The exercise
Copy the line containing "Practice. Point out each instance of the statue's hand", then all lines after it up to and including the final line of the material, exactly and without additions.

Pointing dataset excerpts
------------

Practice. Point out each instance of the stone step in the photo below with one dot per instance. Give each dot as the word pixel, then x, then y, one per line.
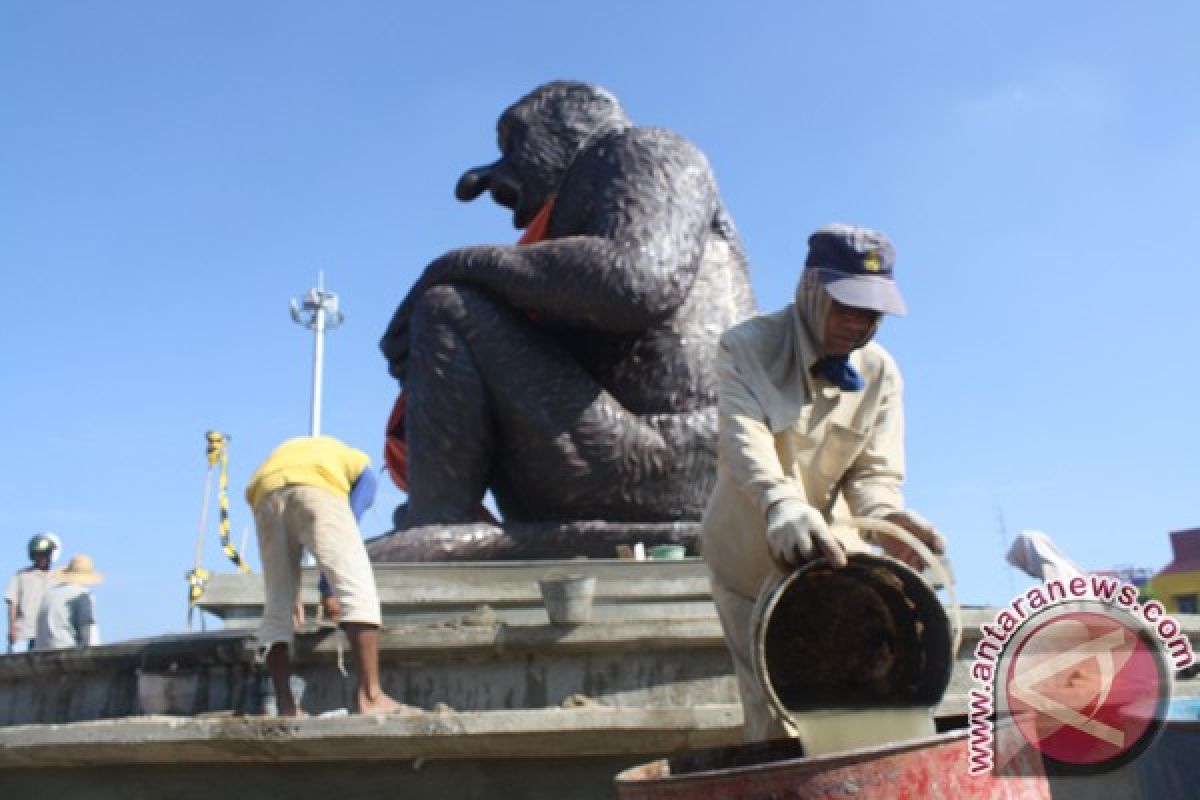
pixel 423 593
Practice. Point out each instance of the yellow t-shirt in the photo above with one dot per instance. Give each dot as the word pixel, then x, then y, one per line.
pixel 310 461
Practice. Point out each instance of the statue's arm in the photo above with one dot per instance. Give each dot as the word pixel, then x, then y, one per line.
pixel 630 223
pixel 635 212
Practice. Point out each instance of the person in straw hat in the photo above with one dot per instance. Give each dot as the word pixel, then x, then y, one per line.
pixel 67 615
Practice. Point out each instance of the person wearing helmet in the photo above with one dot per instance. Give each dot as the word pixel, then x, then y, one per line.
pixel 25 589
pixel 810 429
pixel 67 615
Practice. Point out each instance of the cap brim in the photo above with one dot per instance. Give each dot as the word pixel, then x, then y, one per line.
pixel 82 578
pixel 863 292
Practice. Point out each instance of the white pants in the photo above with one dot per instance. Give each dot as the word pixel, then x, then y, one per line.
pixel 737 619
pixel 295 517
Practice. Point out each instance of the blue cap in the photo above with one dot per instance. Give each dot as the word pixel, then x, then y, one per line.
pixel 856 264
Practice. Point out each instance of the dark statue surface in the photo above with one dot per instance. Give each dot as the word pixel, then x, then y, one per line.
pixel 571 377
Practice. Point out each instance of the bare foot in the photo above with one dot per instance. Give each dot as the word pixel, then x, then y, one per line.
pixel 384 704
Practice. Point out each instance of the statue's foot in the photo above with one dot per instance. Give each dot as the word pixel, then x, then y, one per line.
pixel 463 542
pixel 527 541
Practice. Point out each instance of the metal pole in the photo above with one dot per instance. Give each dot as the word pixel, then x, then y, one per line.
pixel 318 354
pixel 323 314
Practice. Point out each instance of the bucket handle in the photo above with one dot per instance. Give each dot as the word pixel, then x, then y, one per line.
pixel 935 564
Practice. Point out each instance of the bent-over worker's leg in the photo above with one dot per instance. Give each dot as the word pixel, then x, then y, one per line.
pixel 337 546
pixel 280 557
pixel 365 644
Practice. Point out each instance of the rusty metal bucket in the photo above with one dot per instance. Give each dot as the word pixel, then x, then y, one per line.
pixel 855 656
pixel 933 769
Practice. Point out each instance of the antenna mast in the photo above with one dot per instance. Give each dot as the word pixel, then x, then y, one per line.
pixel 318 312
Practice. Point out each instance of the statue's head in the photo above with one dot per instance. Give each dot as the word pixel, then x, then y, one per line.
pixel 539 136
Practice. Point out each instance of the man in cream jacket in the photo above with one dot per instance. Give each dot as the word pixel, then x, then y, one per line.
pixel 811 429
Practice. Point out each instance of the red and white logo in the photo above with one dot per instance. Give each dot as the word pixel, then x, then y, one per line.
pixel 1086 689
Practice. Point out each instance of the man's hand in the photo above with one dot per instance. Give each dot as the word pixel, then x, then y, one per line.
pixel 918 527
pixel 797 533
pixel 331 608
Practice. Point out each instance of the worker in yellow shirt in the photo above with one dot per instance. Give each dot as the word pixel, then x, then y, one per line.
pixel 309 493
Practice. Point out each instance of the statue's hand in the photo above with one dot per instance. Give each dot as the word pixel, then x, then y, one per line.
pixel 396 341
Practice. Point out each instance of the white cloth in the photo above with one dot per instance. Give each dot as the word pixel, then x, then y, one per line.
pixel 1036 554
pixel 295 517
pixel 786 434
pixel 24 593
pixel 760 721
pixel 66 618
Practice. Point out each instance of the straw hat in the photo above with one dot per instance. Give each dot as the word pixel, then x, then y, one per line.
pixel 81 571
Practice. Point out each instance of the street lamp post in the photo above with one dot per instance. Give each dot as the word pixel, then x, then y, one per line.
pixel 318 312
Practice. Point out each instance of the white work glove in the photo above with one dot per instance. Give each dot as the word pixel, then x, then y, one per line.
pixel 918 527
pixel 797 533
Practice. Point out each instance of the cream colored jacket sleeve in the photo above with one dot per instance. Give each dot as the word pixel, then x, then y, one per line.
pixel 745 444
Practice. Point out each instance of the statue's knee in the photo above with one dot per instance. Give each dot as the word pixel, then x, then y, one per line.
pixel 450 304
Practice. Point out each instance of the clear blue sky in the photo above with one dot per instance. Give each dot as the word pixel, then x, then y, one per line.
pixel 172 173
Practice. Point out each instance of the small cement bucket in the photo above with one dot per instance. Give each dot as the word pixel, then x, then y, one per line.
pixel 853 656
pixel 568 599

------------

Result of this task
Practice. Point out each instance of the statue's hand in the photo above with one dot per instance. Give each dot as the word pixel, then x, then y, one per line.
pixel 396 341
Practice. Point out each instance of the white cloth in the photo above with one dot per instance. Give each dot as the word pixel, then x, then y, one per line.
pixel 1036 554
pixel 295 517
pixel 786 434
pixel 24 593
pixel 760 721
pixel 66 618
Practice. Point out each instance of the straw hat in the photo above with one dot per instance. Give each dot as the word pixel, then x, then y, one per line.
pixel 81 571
Practice. Point out each instance of the street lamp post in the photo above with one dot per instance. Give each dot as the word pixel, then x, then y, one per line.
pixel 318 312
Practice. Point out each instance of the white work glove in the photo above with one dot per instance. Give each dot as the word pixel, then x, then y, one per line.
pixel 918 527
pixel 797 533
Practice. Point out each instance of the cream colored jacket sleeve in the photo above with one dot per instance. Give each dot as the word pixel, then x, then y, one per line.
pixel 745 444
Practice. Point out each instance of the statue's knee in the photo above with one dot per instance. Give each dot as the word pixel, then x, then y, one per line.
pixel 450 304
Practice. Point out each instance of the clear blue sky in the photo above with one dot per instance. Give each dot as the word pixel, then x, then y, one per line.
pixel 172 173
Practice. Point out each instance of the small cement bucket in the photo above with one dot per instance. Give each dot as the word pixel, then x, then y, one per line.
pixel 853 656
pixel 568 599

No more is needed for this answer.